**Goal of the exercise**
Copy out every one of the following rows, reproducing each line without any change.
--- START Data supplied ---
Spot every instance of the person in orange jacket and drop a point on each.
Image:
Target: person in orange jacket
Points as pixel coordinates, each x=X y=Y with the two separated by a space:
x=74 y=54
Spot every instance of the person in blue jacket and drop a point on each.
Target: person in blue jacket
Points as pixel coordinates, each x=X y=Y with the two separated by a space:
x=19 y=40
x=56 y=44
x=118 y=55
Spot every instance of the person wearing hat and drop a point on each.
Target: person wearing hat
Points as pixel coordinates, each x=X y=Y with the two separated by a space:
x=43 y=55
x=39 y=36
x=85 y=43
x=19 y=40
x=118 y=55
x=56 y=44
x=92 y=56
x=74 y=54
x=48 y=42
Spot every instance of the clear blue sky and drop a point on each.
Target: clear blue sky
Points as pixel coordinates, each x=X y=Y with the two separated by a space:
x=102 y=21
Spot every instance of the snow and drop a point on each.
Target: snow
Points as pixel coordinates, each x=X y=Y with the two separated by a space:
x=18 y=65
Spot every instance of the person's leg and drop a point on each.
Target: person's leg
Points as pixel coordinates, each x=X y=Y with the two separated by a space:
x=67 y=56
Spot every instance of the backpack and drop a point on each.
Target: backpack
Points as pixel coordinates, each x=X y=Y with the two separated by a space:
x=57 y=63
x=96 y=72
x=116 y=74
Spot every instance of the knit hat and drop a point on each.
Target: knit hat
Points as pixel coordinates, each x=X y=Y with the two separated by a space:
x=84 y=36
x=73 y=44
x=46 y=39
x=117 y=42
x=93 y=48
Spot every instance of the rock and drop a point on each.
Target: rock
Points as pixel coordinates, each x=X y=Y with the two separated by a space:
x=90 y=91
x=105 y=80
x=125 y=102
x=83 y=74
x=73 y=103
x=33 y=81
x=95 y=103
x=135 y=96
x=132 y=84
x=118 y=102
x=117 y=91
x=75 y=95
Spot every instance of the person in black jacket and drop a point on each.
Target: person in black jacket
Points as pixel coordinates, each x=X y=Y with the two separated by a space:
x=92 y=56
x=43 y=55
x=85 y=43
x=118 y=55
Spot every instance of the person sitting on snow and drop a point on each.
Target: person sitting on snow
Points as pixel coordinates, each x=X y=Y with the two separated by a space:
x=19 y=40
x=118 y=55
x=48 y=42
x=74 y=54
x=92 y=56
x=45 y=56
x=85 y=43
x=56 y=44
--- END Data supplied ---
**Problem solution**
Spot every instance of the person in orange jacket and drop a point on each.
Image:
Target: person in orange jacket
Points as pixel coordinates, each x=X y=Y with the two separated by a space:
x=74 y=54
Spot every instance of the person in blue jacket and drop a point on each.
Target: person in blue jacket
Points as pixel coordinates, each x=X y=Y with the two separated by a space:
x=19 y=40
x=56 y=44
x=118 y=55
Spot every instance of the person wearing hat and drop a point on each.
Target: person wearing hat
Points as pixel coordinates, each x=X y=Y with the two separated by a space:
x=43 y=55
x=39 y=36
x=85 y=43
x=19 y=40
x=118 y=55
x=56 y=44
x=92 y=56
x=74 y=54
x=48 y=42
Spot every instance of the clear blue sky and drop a point on each.
Target: clear blue sky
Points as pixel coordinates, each x=X y=Y with the two separated by a space:
x=102 y=21
Spot every instance of the snow and drop a point on each.
Target: snow
Points as pixel coordinates, each x=X y=Y with the two separated by a space:
x=18 y=65
Spot every instance of the person's leg and drop a point on each.
Target: person's leg
Points as pixel coordinates, each x=X y=Y with the two separated by a space:
x=67 y=56
Spot every instance of the backpack and drop a point on each.
Target: backpack
Points as pixel coordinates, each x=X y=Y with the two separated by a space:
x=57 y=63
x=96 y=72
x=116 y=74
Spot every instance of the knit hat and drop a point on each.
Target: knit hat
Points as pixel coordinates, each x=X y=Y with the two separated by a space:
x=84 y=36
x=73 y=44
x=46 y=39
x=117 y=42
x=93 y=48
Spot every instance of the rock and drop a point on each.
Target: rock
Points as pixel coordinates, each x=X y=Y with the two separated by a space:
x=90 y=91
x=105 y=80
x=125 y=102
x=83 y=74
x=73 y=103
x=33 y=81
x=95 y=103
x=135 y=96
x=132 y=84
x=118 y=102
x=117 y=91
x=75 y=95
Spot every instance of the person in black jacket and drop a point on each.
Target: person in black jacket
Points as pixel coordinates, each x=X y=Y with the two separated by a space:
x=92 y=56
x=43 y=55
x=85 y=43
x=118 y=55
Spot every instance of the person sitting on snow and drop a point on each.
Target: person sitting on snow
Points as pixel coordinates, each x=X y=Y with the two separated by a space:
x=19 y=40
x=118 y=55
x=48 y=42
x=74 y=54
x=92 y=56
x=45 y=56
x=85 y=43
x=56 y=44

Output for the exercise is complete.